┌─ Entries

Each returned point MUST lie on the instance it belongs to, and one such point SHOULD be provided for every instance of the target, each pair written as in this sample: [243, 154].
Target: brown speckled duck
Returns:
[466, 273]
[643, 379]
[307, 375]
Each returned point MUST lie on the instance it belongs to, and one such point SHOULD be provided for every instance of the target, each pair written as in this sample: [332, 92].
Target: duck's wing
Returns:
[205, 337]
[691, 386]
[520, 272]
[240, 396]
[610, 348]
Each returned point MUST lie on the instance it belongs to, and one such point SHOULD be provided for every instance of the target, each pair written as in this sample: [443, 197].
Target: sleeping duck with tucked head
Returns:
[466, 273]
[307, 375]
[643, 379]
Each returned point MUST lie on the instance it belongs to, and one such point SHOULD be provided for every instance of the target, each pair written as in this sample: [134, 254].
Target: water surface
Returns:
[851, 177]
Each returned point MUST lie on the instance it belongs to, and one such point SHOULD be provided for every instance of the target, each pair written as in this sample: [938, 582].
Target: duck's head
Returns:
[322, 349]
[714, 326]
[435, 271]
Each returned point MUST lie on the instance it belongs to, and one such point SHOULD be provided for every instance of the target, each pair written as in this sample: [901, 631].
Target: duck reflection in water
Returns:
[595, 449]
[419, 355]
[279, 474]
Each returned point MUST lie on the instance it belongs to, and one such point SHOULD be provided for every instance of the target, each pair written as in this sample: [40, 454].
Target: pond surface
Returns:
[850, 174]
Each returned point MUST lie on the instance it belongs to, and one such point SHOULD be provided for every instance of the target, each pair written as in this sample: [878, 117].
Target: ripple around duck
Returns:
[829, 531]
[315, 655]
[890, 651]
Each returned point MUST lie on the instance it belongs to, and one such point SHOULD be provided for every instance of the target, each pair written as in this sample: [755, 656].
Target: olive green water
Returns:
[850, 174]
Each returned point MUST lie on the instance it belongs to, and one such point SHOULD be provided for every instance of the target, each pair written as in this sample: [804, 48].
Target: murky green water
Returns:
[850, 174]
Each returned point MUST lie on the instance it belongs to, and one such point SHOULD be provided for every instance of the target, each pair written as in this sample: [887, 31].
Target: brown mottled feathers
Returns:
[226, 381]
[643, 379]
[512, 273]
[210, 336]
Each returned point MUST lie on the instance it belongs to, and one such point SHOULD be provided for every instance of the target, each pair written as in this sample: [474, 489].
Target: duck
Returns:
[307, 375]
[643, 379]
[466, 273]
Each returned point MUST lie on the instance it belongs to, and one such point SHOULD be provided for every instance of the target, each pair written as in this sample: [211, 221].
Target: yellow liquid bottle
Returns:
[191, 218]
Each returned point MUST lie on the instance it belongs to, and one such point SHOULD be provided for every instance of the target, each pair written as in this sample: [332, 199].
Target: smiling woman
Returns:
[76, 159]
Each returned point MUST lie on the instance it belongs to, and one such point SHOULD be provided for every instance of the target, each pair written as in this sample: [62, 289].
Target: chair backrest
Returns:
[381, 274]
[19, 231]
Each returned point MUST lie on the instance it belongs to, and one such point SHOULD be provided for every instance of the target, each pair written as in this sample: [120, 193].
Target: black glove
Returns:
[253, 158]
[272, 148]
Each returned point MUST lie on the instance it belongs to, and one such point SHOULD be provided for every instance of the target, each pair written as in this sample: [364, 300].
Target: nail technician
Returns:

└─

**Task to carry out**
Every line of the data above should be copied exactly.

**Output**
Each returned point MUST lie on the instance it belongs to, and one such point SHOULD be provided for every instance of the target, each pair written as in this sample: [243, 154].
Target: brown speckled duck
Returns:
[466, 273]
[643, 379]
[307, 375]
Each returned point MUST lie on the instance it belongs to, and one such point SHOULD be provided for every instance of the target, each pair written as in this sample: [332, 92].
Target: duck's wing
Returns:
[205, 337]
[691, 386]
[520, 272]
[240, 396]
[610, 348]
Each returned point MUST lie on the instance it belongs to, and one such point SHOULD be provided for every instance of the target, each pair written as in this sample: [443, 197].
Target: sleeping duck with tucked head
Returns:
[466, 273]
[307, 375]
[643, 379]
Each returned point MUST lie on the instance it belongs to, and one such point SHOULD be provided for every instance of the target, each pair written as in this sample: [134, 254].
Target: water surface
Returns:
[851, 177]
Each returned point MUST lie on the instance it belongs to, and one such point SHOULD be provided for every instance of the target, each pair written as in this sample: [938, 582].
Target: duck's head
Returns:
[322, 349]
[714, 326]
[435, 271]
Each returned point MUST lie on the instance it belongs to, and one such point SHOULD be provided for every instance of the target, each pair written as in this sample: [901, 631].
Target: duck reflection in water
Returns:
[595, 449]
[419, 355]
[279, 474]
Each returned point MUST lie on the instance it belongs to, and one such point SHOULD be provided for every instance of the target, each pair written as in this sample: [40, 454].
Target: pond surface
Returns:
[850, 174]
Each returned point MUST lie on the instance it belongs to, and one such point SHOULD be provided for every instance of the target, each pair written as in this sample: [878, 117].
Target: ripple around duck
Returns:
[829, 531]
[315, 655]
[890, 651]
Each returned point MUST lie on the instance it belongs to, and one such point SHOULD be provided for every instance of the target, each pair written as in this sample: [755, 656].
Target: olive green water
Returns:
[850, 174]
Each returned point MUST lie on the instance it belongs to, and one such point SHOULD be provided for every instance of the target, each pair written as in this sample: [804, 48].
Target: murky green water
Returns:
[850, 174]
Each returned point MUST lie on the instance it belongs to, and one such point SHOULD be provided for every instance of the target, each pair written as in this sample: [887, 31].
Target: brown mottled feathers
Returns:
[226, 381]
[643, 379]
[512, 273]
[210, 336]
Each returned point MUST lie on the instance it belongs to, and one such point SHOULD be provided for every instance of the target, each pair written as in this sample: [474, 489].
Target: duck
Returns:
[307, 375]
[643, 379]
[466, 273]
Each returned point MUST lie on the instance it belongs to, and one such point SHOULD be provided for every instance of the target, each pair written as in this sample: [211, 221].
Target: yellow liquid bottle
Returns:
[191, 218]
Each returned point MUST lie on the instance it belongs to, and one such point SHOULD be provided for every instance of the target, each pair written as in this sample: [332, 199].
Target: smiling woman
Returns:
[76, 159]
Each returned point MUST lie on the instance it belongs to, and one such point SHOULD be provided for every instance of the target, each pair written as in this sample: [62, 289].
Target: chair backrest
Returns:
[381, 274]
[19, 231]
Each returned point MUST lie on the instance it belongs to, and one such point SHOULD be provided for every instance of the target, each pair written as in this sample: [120, 193].
Target: black glove
Returns:
[253, 158]
[272, 148]
Each returned point MUST lie on the instance it belongs to, and one such point SHOULD be provided for every instance of the target, each pair written as in this sample: [364, 300].
Target: nail technician
Returns:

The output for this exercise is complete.